▶ **INSTRUCTION**: In the records, starting at the line that contains "# point at: blurred" and ending at the last line, substitute "pine" for "spruce" and write those lines out again with everything else unchanged.

........

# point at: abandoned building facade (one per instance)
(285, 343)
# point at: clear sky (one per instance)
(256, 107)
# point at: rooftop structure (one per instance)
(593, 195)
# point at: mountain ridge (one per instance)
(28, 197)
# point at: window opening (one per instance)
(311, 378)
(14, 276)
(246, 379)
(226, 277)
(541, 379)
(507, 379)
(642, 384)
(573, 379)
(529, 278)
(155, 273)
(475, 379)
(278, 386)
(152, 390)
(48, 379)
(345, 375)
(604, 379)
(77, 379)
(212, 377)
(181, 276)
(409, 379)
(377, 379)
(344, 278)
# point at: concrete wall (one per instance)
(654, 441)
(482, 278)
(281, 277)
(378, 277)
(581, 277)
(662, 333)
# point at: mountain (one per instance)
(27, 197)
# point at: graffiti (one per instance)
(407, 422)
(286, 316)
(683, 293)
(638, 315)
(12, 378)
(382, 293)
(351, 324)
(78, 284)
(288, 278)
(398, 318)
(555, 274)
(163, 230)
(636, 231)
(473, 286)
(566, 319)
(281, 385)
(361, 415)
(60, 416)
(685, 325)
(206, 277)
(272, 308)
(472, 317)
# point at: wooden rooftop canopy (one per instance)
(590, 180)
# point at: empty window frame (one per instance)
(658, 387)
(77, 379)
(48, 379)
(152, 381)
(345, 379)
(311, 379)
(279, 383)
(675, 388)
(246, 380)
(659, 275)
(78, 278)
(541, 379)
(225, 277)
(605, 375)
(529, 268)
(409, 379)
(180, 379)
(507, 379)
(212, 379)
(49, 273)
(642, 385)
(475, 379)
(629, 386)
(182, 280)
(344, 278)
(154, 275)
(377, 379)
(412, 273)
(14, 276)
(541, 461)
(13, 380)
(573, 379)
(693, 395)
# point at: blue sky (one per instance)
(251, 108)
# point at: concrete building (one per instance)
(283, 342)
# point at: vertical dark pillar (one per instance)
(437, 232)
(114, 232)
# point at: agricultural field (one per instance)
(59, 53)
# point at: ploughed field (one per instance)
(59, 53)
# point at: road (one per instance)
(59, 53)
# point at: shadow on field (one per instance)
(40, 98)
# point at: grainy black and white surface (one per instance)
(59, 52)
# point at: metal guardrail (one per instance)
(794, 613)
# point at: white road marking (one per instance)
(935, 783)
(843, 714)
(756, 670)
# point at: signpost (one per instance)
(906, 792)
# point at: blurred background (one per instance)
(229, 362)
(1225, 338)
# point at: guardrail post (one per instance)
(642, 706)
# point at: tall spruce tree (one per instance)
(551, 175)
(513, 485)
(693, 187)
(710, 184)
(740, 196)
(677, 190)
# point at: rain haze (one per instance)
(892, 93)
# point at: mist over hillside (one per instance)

........

▶ **RESPONSE**:
# point at: blurred background (one per instance)
(229, 362)
(1225, 338)
# point at: guardrail post (one per instance)
(642, 706)
# point at: tall pine tree (one per instance)
(551, 175)
(513, 485)
(693, 187)
(710, 184)
(740, 196)
(677, 190)
# point at: rain haze (one per instance)
(892, 93)
# point at: mist over hillside (one per instance)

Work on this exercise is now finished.